■ Problem details: Starting with the opening line of the entries below, transcribe each line exactly up to and including the one that has "499L1091 493L1060 535L1084"; pictures are not copied.

(Record extracts begins)

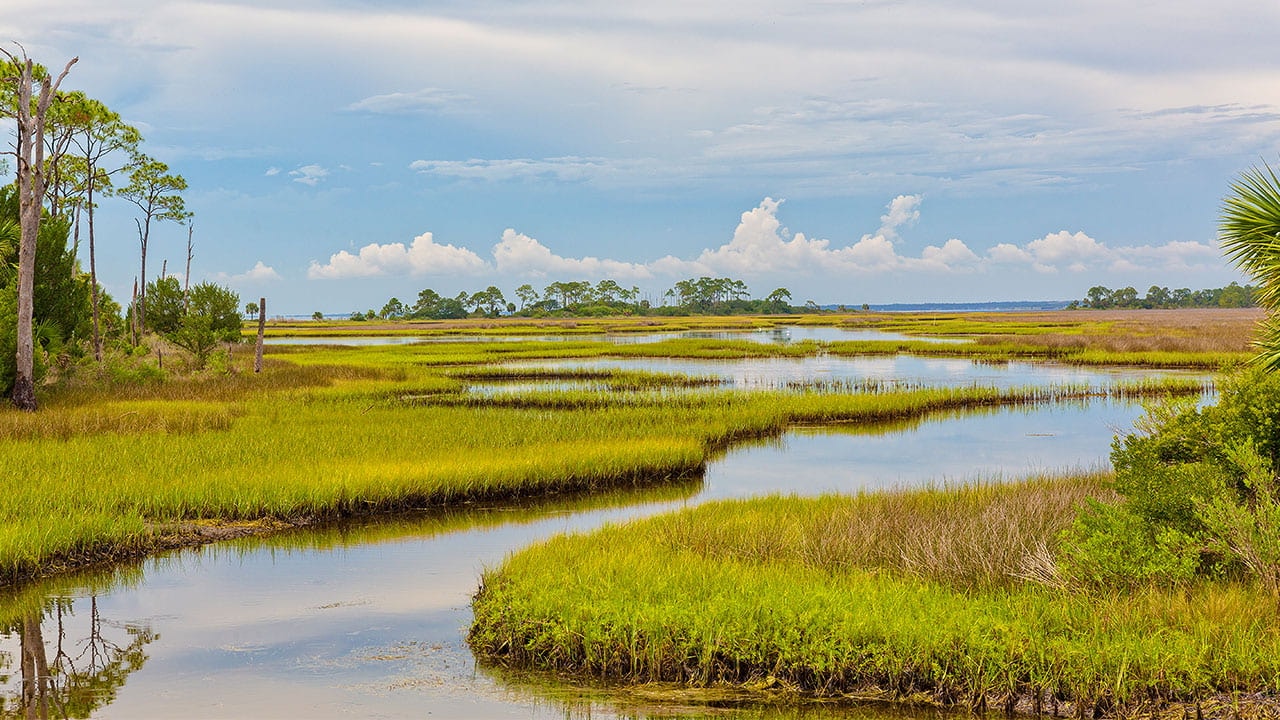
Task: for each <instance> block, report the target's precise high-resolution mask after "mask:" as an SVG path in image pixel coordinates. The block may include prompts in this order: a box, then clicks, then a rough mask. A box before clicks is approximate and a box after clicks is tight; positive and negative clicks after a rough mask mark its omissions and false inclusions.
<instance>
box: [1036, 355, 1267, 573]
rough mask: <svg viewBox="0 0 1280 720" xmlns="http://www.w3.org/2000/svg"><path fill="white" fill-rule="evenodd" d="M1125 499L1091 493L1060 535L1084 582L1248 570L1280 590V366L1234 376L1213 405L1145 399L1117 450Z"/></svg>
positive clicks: (1066, 551) (1072, 566)
mask: <svg viewBox="0 0 1280 720" xmlns="http://www.w3.org/2000/svg"><path fill="white" fill-rule="evenodd" d="M1111 462H1112V465H1114V466H1115V491H1116V493H1117V495H1119V496H1120V497H1121V500H1120V502H1119V503H1115V505H1105V503H1098V502H1094V503H1091V505H1088V506H1087V507H1085V509H1083V510H1082V511H1080V514H1079V515H1078V516H1076V519H1075V523H1074V524H1073V525H1071V528H1070V529H1069V530H1068V532H1066V534H1065V537H1064V542H1062V559H1061V560H1062V566H1064V571H1065V573H1066V575H1068V577H1070V578H1074V579H1076V580H1080V582H1084V583H1087V584H1106V585H1115V584H1130V583H1148V582H1184V580H1189V579H1193V578H1213V577H1226V575H1235V577H1242V575H1248V577H1251V578H1254V579H1257V580H1260V582H1261V583H1262V584H1263V587H1266V588H1267V589H1268V591H1270V592H1272V593H1274V594H1280V480H1277V470H1280V377H1276V375H1272V374H1267V373H1263V372H1258V370H1253V372H1247V373H1242V374H1239V375H1235V377H1234V378H1230V379H1228V380H1226V382H1225V383H1224V386H1222V391H1221V397H1220V400H1219V402H1217V404H1216V405H1212V406H1207V407H1203V409H1199V407H1196V406H1194V405H1190V404H1187V402H1169V404H1165V405H1161V406H1156V407H1152V409H1148V413H1147V416H1146V418H1143V419H1142V420H1139V423H1138V427H1137V428H1135V432H1133V433H1129V434H1126V436H1124V437H1117V438H1116V441H1115V442H1114V445H1112V450H1111Z"/></svg>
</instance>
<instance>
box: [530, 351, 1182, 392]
mask: <svg viewBox="0 0 1280 720" xmlns="http://www.w3.org/2000/svg"><path fill="white" fill-rule="evenodd" d="M512 366H526V368H558V369H572V368H588V369H593V368H594V369H604V368H616V369H625V370H649V372H655V373H678V374H685V375H710V377H716V378H721V379H723V380H724V382H726V383H728V384H730V386H733V387H740V388H768V387H786V386H790V384H808V383H824V382H826V383H841V382H844V383H854V384H858V383H867V382H873V383H882V384H884V386H902V387H942V386H984V387H1000V388H1010V387H1024V386H1050V384H1066V383H1070V384H1085V386H1091V387H1106V386H1111V384H1115V383H1117V382H1126V380H1140V379H1147V378H1157V377H1169V375H1192V377H1203V373H1187V372H1183V370H1149V369H1143V368H1085V366H1080V365H1055V364H1047V363H978V361H974V360H968V359H963V357H919V356H914V355H887V356H859V357H841V356H835V355H819V356H810V357H746V359H740V360H692V359H680V357H652V359H650V357H623V359H593V360H556V361H543V360H539V361H530V363H513V364H512Z"/></svg>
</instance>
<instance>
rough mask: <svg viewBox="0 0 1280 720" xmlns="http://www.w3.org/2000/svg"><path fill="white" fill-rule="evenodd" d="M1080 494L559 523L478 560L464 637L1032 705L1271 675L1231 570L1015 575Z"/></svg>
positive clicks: (528, 659)
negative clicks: (478, 577)
mask: <svg viewBox="0 0 1280 720" xmlns="http://www.w3.org/2000/svg"><path fill="white" fill-rule="evenodd" d="M1092 493H1101V495H1105V493H1106V491H1105V488H1103V487H1102V486H1101V483H1100V479H1098V478H1092V479H1078V480H1062V482H1056V480H1034V482H1028V483H1020V484H1014V486H1004V487H996V486H984V487H977V488H951V489H945V488H943V489H938V488H933V489H925V491H919V492H902V493H883V495H873V496H858V497H822V498H813V500H806V498H795V497H768V498H758V500H749V501H736V502H719V503H712V505H707V506H701V507H698V509H692V510H686V511H682V512H677V514H675V515H669V516H660V518H654V519H649V520H643V521H636V523H628V524H625V525H617V527H609V528H605V529H603V530H599V532H595V533H591V534H586V536H568V537H557V538H553V539H550V541H548V542H544V543H541V544H538V546H535V547H531V548H529V550H526V551H522V552H520V553H517V555H516V556H513V557H511V559H508V560H507V561H506V562H504V564H503V565H502V566H500V568H498V569H494V570H490V571H488V573H485V575H484V578H483V585H481V589H480V592H479V593H477V594H476V597H475V601H474V609H475V623H474V625H472V628H471V633H470V642H471V644H472V647H474V648H475V650H476V652H479V653H481V655H483V656H484V657H485V659H486V660H488V661H490V662H498V664H504V665H509V666H535V667H543V669H553V670H559V671H570V673H575V674H582V675H589V676H596V678H604V679H614V680H626V682H631V683H646V682H677V683H687V684H692V685H716V684H732V685H739V687H777V685H782V687H786V688H790V689H791V691H792V692H796V693H805V694H814V696H823V697H828V696H837V697H838V696H858V697H865V696H868V694H872V696H877V697H887V698H896V700H904V698H915V700H919V698H922V697H924V698H929V700H931V701H933V702H942V703H960V705H968V706H972V707H983V706H988V707H989V706H993V705H995V706H1000V707H1006V708H1014V707H1021V708H1024V710H1029V711H1030V710H1041V708H1042V710H1046V711H1048V710H1051V708H1053V710H1060V711H1079V712H1092V711H1094V710H1097V711H1121V710H1124V711H1133V710H1135V708H1139V707H1148V708H1149V707H1158V706H1162V705H1165V703H1169V702H1176V701H1194V700H1196V698H1202V697H1207V696H1212V694H1217V693H1231V692H1238V693H1275V692H1276V691H1277V689H1280V660H1277V659H1280V620H1277V619H1276V615H1275V605H1274V602H1268V598H1267V597H1266V596H1265V594H1263V593H1260V592H1258V591H1256V589H1253V588H1252V587H1249V585H1243V584H1217V585H1208V584H1202V585H1189V587H1179V588H1174V589H1167V588H1143V589H1139V591H1135V592H1124V593H1105V592H1098V593H1080V592H1065V591H1059V589H1052V588H1050V587H1047V585H1043V584H1038V583H1033V582H1028V580H1024V579H1023V578H1027V577H1028V575H1033V574H1034V573H1036V568H1037V566H1038V565H1039V564H1041V562H1042V561H1043V555H1044V553H1046V548H1051V547H1052V544H1053V543H1055V538H1056V536H1057V533H1059V532H1060V530H1061V528H1064V527H1065V525H1066V524H1069V523H1070V521H1071V518H1073V515H1074V505H1075V503H1076V502H1079V501H1080V500H1082V498H1083V497H1084V496H1088V495H1092ZM895 551H896V552H895ZM1059 705H1061V707H1056V706H1059Z"/></svg>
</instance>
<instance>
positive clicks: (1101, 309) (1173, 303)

(Record extracts ends)

■ Response:
Task: for each <instance> block, report the target's precise high-resolution mask after "mask:" as an SVG path in image pixel coordinates. The block may include prompts in this order: a box, then clicks, then a rough mask. A box before clicks is approximate and a box after clicks is tight; positive and negative clicks after a rough mask mark its omissions and false inclusions.
<instance>
box: [1036, 355, 1267, 573]
rough mask: <svg viewBox="0 0 1280 720" xmlns="http://www.w3.org/2000/svg"><path fill="white" fill-rule="evenodd" d="M1125 499L1091 493L1060 535L1084 582L1248 570L1280 590V366L1234 376L1213 405L1145 399L1117 450Z"/></svg>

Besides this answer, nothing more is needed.